[Listed entries Boundary: Start]
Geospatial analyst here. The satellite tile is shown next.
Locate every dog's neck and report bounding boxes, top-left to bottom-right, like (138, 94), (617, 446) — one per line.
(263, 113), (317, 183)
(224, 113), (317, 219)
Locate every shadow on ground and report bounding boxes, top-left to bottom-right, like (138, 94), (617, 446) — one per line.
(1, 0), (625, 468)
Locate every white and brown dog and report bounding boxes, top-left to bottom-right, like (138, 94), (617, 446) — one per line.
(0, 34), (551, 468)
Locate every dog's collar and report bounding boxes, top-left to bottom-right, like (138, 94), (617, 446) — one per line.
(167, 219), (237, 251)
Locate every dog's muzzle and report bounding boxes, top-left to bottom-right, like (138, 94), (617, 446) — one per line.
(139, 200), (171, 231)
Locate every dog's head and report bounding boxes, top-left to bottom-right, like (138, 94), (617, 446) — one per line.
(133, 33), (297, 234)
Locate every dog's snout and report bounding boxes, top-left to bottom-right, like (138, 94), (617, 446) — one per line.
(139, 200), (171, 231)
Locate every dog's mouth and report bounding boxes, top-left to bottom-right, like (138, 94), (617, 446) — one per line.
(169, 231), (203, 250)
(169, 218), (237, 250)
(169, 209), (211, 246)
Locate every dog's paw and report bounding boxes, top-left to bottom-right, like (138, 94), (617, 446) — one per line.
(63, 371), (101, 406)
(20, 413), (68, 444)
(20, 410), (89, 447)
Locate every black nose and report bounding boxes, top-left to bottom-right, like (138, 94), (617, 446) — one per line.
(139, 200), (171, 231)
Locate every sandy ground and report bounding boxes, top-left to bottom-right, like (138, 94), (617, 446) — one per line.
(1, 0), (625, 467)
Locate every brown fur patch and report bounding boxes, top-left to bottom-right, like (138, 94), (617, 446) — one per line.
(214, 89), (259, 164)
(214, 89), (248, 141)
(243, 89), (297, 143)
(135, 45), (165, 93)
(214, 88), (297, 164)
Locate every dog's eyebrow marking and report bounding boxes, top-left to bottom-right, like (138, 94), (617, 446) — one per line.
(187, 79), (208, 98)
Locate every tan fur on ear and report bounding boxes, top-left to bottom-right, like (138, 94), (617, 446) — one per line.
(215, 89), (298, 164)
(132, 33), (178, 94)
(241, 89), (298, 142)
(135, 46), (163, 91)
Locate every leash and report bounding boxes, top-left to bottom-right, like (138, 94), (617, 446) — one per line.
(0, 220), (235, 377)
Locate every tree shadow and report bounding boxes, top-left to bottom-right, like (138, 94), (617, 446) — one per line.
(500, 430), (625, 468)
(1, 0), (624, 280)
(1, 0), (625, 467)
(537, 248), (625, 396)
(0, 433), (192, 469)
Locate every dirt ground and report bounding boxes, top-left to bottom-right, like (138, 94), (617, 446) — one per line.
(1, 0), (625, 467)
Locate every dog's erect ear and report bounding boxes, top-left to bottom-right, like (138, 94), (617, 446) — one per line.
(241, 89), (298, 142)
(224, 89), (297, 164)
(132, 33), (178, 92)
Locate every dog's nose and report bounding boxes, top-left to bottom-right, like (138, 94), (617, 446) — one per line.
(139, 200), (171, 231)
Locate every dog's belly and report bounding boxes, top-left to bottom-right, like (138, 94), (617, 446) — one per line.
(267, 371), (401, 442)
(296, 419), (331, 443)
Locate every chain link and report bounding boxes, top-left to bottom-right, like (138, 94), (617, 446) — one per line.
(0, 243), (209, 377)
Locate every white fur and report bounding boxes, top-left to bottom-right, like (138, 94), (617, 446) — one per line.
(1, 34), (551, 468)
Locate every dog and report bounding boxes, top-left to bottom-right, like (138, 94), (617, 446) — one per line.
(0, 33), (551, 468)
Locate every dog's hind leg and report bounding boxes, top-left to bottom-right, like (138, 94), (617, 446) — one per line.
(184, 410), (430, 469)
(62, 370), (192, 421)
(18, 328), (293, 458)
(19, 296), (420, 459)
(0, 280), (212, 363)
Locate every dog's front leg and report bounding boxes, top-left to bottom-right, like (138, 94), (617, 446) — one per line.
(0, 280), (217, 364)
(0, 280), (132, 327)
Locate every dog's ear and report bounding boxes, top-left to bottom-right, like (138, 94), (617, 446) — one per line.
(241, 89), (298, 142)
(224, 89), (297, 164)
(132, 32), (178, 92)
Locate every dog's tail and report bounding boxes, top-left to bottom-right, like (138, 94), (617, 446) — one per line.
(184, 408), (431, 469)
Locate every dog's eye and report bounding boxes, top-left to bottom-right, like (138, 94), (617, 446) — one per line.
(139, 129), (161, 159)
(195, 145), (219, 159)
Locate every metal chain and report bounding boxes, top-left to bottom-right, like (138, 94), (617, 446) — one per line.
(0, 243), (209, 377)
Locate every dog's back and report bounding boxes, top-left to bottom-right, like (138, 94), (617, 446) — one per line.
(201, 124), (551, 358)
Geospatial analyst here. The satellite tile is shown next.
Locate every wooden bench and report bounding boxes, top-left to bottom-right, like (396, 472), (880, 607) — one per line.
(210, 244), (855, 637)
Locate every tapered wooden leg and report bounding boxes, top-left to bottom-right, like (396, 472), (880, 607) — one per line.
[Listed entries Boundary: End]
◆ What this task involves
Each line above needs to be repeated exactly, with nothing omitted.

◆ Exercise solution
Geospatial analyst here. The satellite tile is shown next.
Locate every dog's neck and report bounding boxes, top-left to bottom-right, like (138, 94), (617, 446) — one per line.
(263, 113), (317, 183)
(224, 113), (317, 219)
Locate every shadow on ground and report bounding boxes, top-left to bottom-right, like (138, 94), (617, 446) — one per line.
(1, 0), (625, 468)
Locate every white and brown dog and report bounding boxes, top-left to bottom-right, like (138, 94), (617, 446) — one per line.
(0, 34), (551, 468)
Locate every dog's collar and report bounding boxes, top-left to bottom-right, like (138, 94), (617, 446) — one per line.
(167, 219), (237, 251)
Locate every dog's muzzle and report bounding boxes, top-left to bottom-right, like (138, 94), (617, 446) — one per line.
(139, 200), (171, 231)
Locate every dog's head and report bounding boxes, top-left to bottom-right, like (138, 94), (617, 446) — one per line.
(133, 33), (297, 234)
Locate every dog's snout and report bounding boxes, top-left to bottom-right, like (138, 94), (617, 446) — one per line.
(139, 200), (171, 231)
Locate every dog's mouth and report bounding boxes, top-left to bottom-right, like (138, 94), (617, 446) — one per line.
(169, 231), (203, 250)
(169, 218), (237, 250)
(169, 209), (211, 246)
Locate every dog's paw and report bounding boxes, top-left to bottom-right, like (138, 94), (617, 446) — one per line.
(63, 371), (101, 406)
(20, 413), (68, 444)
(20, 410), (89, 447)
Locate every black nose and report bounding boxes, top-left to bottom-right, like (138, 94), (617, 446) — one per line.
(139, 200), (171, 231)
Locate every sandy ground and report bounding boxes, top-left to bottom-right, like (138, 94), (617, 446) — one per line.
(1, 0), (625, 467)
Locate every brown fur patch and report bounding boxes, top-left to bottom-right, like (138, 94), (617, 446) — one per line.
(214, 89), (259, 164)
(214, 89), (248, 141)
(243, 89), (297, 143)
(135, 45), (165, 93)
(214, 88), (297, 164)
Locate every dog's eyebrow marking and report bounding boxes, top-left to bottom-right, like (138, 94), (617, 446) — one per line.
(187, 79), (208, 98)
Locate every tan fur on ear and report bounding boxes, top-left to bottom-right, like (138, 94), (617, 446) — one per line.
(215, 89), (298, 164)
(132, 33), (178, 94)
(241, 89), (298, 142)
(135, 46), (163, 91)
Locate every leash and report bounding boxes, top-left to bottom-right, like (138, 94), (617, 446) — one per line.
(0, 220), (235, 377)
Locate every tree shadow and report bounding boxes, top-left to bottom-right, like (138, 94), (617, 446) — one per line.
(500, 430), (625, 468)
(1, 0), (624, 280)
(1, 0), (625, 467)
(537, 248), (625, 396)
(0, 433), (192, 469)
Locate every dirt ground and report bounding boxes, top-left to bottom-right, like (138, 94), (617, 446) — one per line.
(1, 0), (625, 467)
Locate every dog's erect ear and report bounding boxes, top-left to bottom-right, like (138, 94), (617, 446) — one per line.
(241, 89), (298, 142)
(224, 89), (297, 164)
(132, 33), (178, 92)
Locate every dog's nose and report bounding boxes, top-left to bottom-right, like (138, 94), (617, 446) — one per line.
(139, 200), (171, 231)
Locate every dog's belly and report bounding boxes, top-left to bottom-right, like (138, 94), (617, 446) — one per line.
(267, 371), (401, 442)
(296, 419), (331, 443)
Locate every chain link and report bounding boxes, top-left to bottom-right, like (138, 94), (617, 446) — one per line.
(0, 243), (209, 377)
Locate every white fur and report bounding boxes, top-left to bottom-right, like (138, 94), (617, 446) — one per line.
(1, 34), (551, 468)
Locate every dog and report bounding boxes, top-left to bottom-right, like (138, 94), (617, 446) — one per line.
(0, 33), (551, 468)
Locate every dog's hind leg and report bounding boxes, top-left to bottom-right, like (138, 94), (617, 446) — one per line.
(184, 410), (430, 469)
(62, 370), (192, 421)
(18, 328), (293, 458)
(19, 296), (420, 459)
(0, 280), (212, 363)
Locate every dog's front leg and report bounding boxes, top-left to bottom-right, like (138, 94), (617, 446) — one per line.
(0, 280), (217, 364)
(0, 280), (132, 327)
Locate every dog's ear and report bounding boxes, top-left to bottom-right, like (138, 94), (617, 446) — one per line.
(241, 89), (298, 142)
(224, 89), (297, 164)
(132, 32), (178, 92)
Locate every dog's tail and report bounding boxes, top-left to bottom-right, like (138, 94), (617, 446) — one per line.
(184, 408), (431, 469)
Locate every dog's eye and report bounding boxes, top-left to bottom-right, like (138, 94), (617, 446) — one per line.
(139, 129), (161, 159)
(195, 145), (219, 159)
Locate every metal chain and report bounding boxes, top-left to bottom-right, like (138, 94), (617, 446) — one per line.
(0, 243), (209, 377)
Locate every dog's back and report bounding boxes, top-left to bottom-right, like (138, 94), (617, 446) — one per line.
(201, 124), (551, 358)
Geospatial analyst here. The satellite tile is shown next.
Locate every wooden bench and report bounding boxes, top-left to bottom-right, like (396, 472), (880, 607) — one per line.
(210, 244), (855, 637)
Locate every tapered wooden leg and report bounding boxes, top-left to bottom-right, like (396, 472), (880, 607) — one per line.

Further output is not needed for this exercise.